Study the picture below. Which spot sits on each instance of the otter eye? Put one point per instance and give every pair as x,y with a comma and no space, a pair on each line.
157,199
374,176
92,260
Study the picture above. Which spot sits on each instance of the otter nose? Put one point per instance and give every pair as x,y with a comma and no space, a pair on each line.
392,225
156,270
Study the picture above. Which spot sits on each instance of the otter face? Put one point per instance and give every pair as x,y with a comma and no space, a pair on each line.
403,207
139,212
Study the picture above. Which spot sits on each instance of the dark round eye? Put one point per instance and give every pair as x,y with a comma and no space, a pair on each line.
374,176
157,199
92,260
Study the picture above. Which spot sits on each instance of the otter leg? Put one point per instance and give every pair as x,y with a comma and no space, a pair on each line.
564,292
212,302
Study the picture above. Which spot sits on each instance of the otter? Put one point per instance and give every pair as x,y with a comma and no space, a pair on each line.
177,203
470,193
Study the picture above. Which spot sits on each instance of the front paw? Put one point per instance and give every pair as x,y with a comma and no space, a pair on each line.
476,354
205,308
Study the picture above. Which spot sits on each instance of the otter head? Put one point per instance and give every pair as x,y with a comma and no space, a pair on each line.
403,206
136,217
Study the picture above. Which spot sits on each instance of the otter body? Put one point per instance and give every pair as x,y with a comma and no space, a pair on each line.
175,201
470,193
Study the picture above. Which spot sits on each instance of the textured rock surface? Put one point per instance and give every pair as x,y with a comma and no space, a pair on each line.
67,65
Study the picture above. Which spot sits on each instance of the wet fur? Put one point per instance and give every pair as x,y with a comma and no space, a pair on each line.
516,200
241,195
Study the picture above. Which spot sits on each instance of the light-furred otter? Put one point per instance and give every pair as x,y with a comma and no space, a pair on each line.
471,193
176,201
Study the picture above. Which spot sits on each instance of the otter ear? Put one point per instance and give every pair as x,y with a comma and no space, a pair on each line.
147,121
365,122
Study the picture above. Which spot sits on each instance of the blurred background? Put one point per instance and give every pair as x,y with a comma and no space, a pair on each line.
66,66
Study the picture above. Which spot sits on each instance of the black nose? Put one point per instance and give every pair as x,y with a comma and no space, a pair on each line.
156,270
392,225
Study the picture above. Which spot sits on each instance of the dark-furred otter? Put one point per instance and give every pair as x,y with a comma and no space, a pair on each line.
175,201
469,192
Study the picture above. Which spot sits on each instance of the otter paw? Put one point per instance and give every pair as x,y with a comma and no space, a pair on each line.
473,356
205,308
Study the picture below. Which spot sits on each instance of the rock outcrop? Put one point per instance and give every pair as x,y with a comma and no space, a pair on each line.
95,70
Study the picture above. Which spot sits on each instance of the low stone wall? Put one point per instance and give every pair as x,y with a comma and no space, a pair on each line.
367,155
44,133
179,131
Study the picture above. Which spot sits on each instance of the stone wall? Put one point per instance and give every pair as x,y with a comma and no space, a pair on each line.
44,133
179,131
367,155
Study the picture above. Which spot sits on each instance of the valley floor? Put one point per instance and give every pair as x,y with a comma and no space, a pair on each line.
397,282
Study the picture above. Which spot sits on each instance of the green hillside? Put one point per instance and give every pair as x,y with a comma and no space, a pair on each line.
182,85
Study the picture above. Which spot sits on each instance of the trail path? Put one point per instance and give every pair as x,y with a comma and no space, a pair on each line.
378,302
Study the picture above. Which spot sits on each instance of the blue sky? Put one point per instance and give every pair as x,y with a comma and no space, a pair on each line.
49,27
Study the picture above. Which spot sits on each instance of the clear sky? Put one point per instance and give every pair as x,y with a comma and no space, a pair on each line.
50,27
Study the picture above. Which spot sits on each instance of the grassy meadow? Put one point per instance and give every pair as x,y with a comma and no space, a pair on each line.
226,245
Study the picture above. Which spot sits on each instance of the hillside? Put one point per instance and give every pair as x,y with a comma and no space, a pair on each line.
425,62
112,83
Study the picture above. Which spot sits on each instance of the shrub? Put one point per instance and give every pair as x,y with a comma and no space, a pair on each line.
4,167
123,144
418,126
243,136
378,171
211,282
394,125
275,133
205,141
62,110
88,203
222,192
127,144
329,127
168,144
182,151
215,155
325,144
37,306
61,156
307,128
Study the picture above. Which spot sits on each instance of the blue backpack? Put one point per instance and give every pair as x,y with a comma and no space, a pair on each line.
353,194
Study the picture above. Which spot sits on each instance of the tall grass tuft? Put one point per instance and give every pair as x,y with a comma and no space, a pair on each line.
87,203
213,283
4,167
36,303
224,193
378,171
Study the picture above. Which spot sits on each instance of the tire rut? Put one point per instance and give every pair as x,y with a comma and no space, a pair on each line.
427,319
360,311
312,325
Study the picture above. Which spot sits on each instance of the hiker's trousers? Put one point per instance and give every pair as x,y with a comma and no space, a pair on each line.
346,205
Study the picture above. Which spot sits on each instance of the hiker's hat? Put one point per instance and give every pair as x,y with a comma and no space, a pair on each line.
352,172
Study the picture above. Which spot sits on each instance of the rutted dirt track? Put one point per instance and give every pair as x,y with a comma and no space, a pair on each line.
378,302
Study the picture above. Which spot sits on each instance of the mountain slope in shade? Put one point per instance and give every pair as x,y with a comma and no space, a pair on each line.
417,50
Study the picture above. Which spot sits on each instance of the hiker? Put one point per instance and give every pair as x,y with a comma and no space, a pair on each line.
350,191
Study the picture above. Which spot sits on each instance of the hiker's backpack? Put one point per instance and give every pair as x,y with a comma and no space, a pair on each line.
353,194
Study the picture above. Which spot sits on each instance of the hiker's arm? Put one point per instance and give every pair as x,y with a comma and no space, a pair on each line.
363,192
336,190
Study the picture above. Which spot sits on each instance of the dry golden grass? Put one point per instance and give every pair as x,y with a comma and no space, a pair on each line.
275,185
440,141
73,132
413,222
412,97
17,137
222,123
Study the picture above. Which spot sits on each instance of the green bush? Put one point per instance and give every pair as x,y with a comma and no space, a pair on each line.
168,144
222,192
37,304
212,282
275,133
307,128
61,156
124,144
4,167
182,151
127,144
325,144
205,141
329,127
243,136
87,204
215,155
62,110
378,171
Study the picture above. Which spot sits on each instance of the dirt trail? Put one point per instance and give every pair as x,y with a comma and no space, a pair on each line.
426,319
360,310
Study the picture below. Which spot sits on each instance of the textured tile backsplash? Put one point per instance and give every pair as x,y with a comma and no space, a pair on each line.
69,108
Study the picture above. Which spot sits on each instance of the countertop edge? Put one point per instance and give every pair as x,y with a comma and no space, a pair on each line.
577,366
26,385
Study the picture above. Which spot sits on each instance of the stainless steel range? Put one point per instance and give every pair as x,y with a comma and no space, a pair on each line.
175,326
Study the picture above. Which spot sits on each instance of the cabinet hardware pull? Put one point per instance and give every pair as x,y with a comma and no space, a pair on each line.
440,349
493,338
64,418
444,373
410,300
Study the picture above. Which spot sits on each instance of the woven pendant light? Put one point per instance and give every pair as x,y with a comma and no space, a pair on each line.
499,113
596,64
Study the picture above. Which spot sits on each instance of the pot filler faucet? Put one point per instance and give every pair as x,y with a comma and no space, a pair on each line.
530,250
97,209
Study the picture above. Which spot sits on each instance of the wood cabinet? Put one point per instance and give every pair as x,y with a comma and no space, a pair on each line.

(INSTRUCTIONS FOR THE TASK) Can you print the entire listing above again, word for word, from its first line to its last?

(OUTPUT)
Study the picture below. Which spot sits on each instance of the otter eye? Put one point per instance and give every pair as x,y with a comma and no space, a pair on each line.
157,199
374,176
92,260
Study the picture above. Which spot sits on each instance of the otter nose? Put one point per instance and give every pair as x,y with a comma and no space, a pair on each line.
392,225
156,270
Study the picture above. Which spot sits on each instance of the otter face? Put one point per instance and give every pair as x,y with a comma and no space, a pair on each line.
403,207
139,212
Study the picture above. Which spot sits on each instance of the dark round eye? Put one point per instance and give every pair as x,y with a comma and no space, a pair on each line.
374,176
157,199
92,260
Study the picture above. Which spot sits on each instance of the otter leg? Put one point per instance and give every pair as x,y with a comma and no space, a pair on each line.
564,292
212,302
Study the picture above. Which spot sits on each instance of the otter? Put one point per instance and give every pair as x,y with a comma and no space, a pair on each line.
177,203
470,193
Study the picture above. Which spot sits on each instance of the front paw? Put one point per instance and give every pair as x,y with a comma and no space, a pair on each line.
476,354
205,308
Study the picture above. Which spot sits on each instance of the otter head? Put one point per instance and give every pair as x,y with a comma and no space, a pair on each line.
403,206
136,217
Study the picture above. Which spot sits on each instance of the otter body? Put one point per instance and give every pair as x,y with a comma and no space, a pair on each line.
175,201
470,193
Study the picture above. Which spot sits on each instance of the textured rock surface? Put one point per instance and give every pair as x,y with a comma and no space, a pair on each line.
67,65
Study the picture above. Which spot sits on each instance of the wet fur? Put one point per instance and give every pair as x,y with a comma and no space, a pair on each line.
516,200
241,195
Study the picture above. Which spot sits on each instance of the light-furred otter? Put one point per instance and give every pair as x,y with a comma and no space, a pair on each line.
471,193
176,201
Study the picture above. Which spot sits on each instance of the otter ear? Put one point per instance and give every pair as x,y with a comma and no space, a pair on each line.
147,121
365,122
Study the picture above. Which spot sits on each instance of the blurred background? Put one point per instance and give every pair as x,y with a comma and no space, a pair on each line.
66,66
Study the picture above. Which spot sits on each instance of the black nose? Put one point per instance and give every pair as x,y with a comma and no space, a pair on each line.
156,270
392,225
Study the picture above. Which spot sits on each instance of the dark-furred otter? Put one point per instance and give every pair as x,y with a comma and no space, a pair on each line.
175,201
469,192
Study the picture above. Which spot sits on each instance of the otter paw? Put one point per instance and give every pair as x,y with a comma and no space, a pair on each line.
473,356
205,308
Study the picture below. Which spot sits on each instance of the rock outcrop? Put one point per instance and give every pair as x,y with a comma and no space, a pair on each line.
95,70
Study the picture above. Which spot sits on each instance of the low stone wall? Put one point per instance and give every pair as x,y with a comma and no space, a pair on each line.
367,155
44,133
179,131
Study the picture above. Which spot sits on each instance of the stone wall? Put one point per instance and give every pair as x,y with a comma and no space, a pair on each line.
44,133
179,131
367,155
Study the picture above. Which spot sits on each instance of the valley floor? Put one point per instance and give every pair as x,y with a comma and no space, a pair on each line.
397,282
Study the picture above. Which spot sits on each instance of the green hillside? Put one point per instance and give every pair as x,y with a comma and no space, a pair on each line.
182,85
Study the picture above. Which spot sits on each instance of the trail path? Put one point per instance and give every pair as x,y with a comma and no space, a pair on each line.
378,302
Study the picture above. Which spot sits on each instance of the blue sky? Put one point per instance and give every pair as x,y with a comma and no space, a pair on each line.
49,27
Study the picture above. Which spot sits on each instance of the clear sky? Put one point per instance and give every pair as x,y with a comma and no space, a pair on each line.
50,27
Study the picture above. Which spot sits on each instance of the grassy meadow? Put one point per instance and give every pair as x,y with a comma and no space, a pair on each line.
226,245
Study the picture above. Which spot sits on each instance of the hillside? Put one point per instance and give every pair as x,y with a comma and no space, a pair on each line.
425,62
112,83
Study the picture above. Which spot sits on each instance of the shrub? Put one point per instance and give every pair as x,y with a comma and no space, a pair on each line.
4,167
123,144
418,126
243,136
378,171
211,282
394,125
275,133
205,141
62,110
88,203
222,192
127,144
329,127
168,144
182,151
215,155
325,144
37,306
61,156
307,128
Study the picture above. Which spot sits on each instance of the blue backpack? Put one point per instance and give every pair as x,y with a comma and no space, a pair on each line.
353,194
Study the picture above. Which spot sits on each instance of the tall grass tuft? Put one point per instance and give every pair as x,y with a comma and no space, a pair on each line.
87,203
213,283
4,167
36,303
224,193
378,171
Study the picture above. Which spot sits on each instance of the tire rut? Put one point per instance and give every pair as x,y with a comma and no space, a pair on each line.
427,319
360,311
312,325
Study the picture above. Which spot sits on each instance of the hiker's trousers? Put one point per instance and give every pair as x,y with a comma and no space, a pair on each line.
346,205
Study the picture above. Which spot sits on each instance of the hiker's hat? Put one point per instance and give every pair as x,y with a comma and no space, a pair on each line.
352,172
Study the picture above. Which spot sits on each instance of the rutted dirt track? Put one point per instance and give every pair as x,y with a comma and no space, a pair on each line.
378,302
Study the picture above. Which spot sits on each instance of the mountain slope in shade? Put one point per instance and give every pair as x,y with a comma and no space, a pair on each line.
417,50
Study the picture above. Which spot sits on each instance of the hiker? Put one point per instance and give every pair as x,y with a comma and no space, a pair on each line.
350,191
Study the picture above. Which spot sits on each instance of the hiker's backpack? Put one point per instance and give every pair as x,y with a comma and no space, a pair on each line.
353,194
Study the picture above. Which spot sits on each instance of the hiker's arm? Put one point per instance and give every pair as x,y with a comma and no space, a pair on each line.
363,192
336,190
Study the picture above. Which spot sits on each instance of the dry golden grass? Put one point per instance and give every pair as x,y with a comma and no space, a pair on each line.
275,185
440,141
73,132
413,222
412,97
17,137
222,123
Study the picture above. Which spot sits on each instance of the green bush? Put one point per instance and give every pair as x,y with a comma and no space, a pair on each line.
168,144
222,192
37,304
212,282
275,133
307,128
61,156
124,144
4,167
182,151
127,144
325,144
205,141
329,127
243,136
87,204
215,155
62,110
378,171
Study the picture above. Which spot sits on each instance of the dirt trail? Put one point per instance and give every pair as x,y with a comma and no space, a pair on each line.
426,319
360,310
Study the picture below. Which spot sits on each instance of the textured tile backsplash? Put one point per instance and give every pair as x,y with a comma and no space, a pair on each line.
69,108
Study the picture above. Which spot sits on each instance of the countertop edge? Put one point per instance and give every pair as x,y with a comma and no space, a pair on each line.
577,366
26,385
Study the picture above. Which spot sits on each instance of the stainless steel range? Put one point per instance and give every pair as x,y with a comma and no space, a pair on each line.
175,326
Study the picture above. Which spot sits on each instance of the cabinet hardware pull? Put one point per instance and give every pair as x,y with a comma and no space, a pair on each line.
440,349
493,338
64,418
444,373
410,300
Study the picture above. Which spot sits on each instance of the woven pendant light? Put one point per instance and give every pair as x,y with a comma and no space, a pair on each line.
499,113
596,64
Study the picture above. Which spot sits on each instance of the pot filler faucet? Put one point per instance and give every pair as x,y with a comma and no space, a pair on each line.
530,250
97,209
Study the picture above. Which spot sits on each instance of the wood cabinet? Put one point per instance and give every pair as x,y with a comma and no space, a pair on each line.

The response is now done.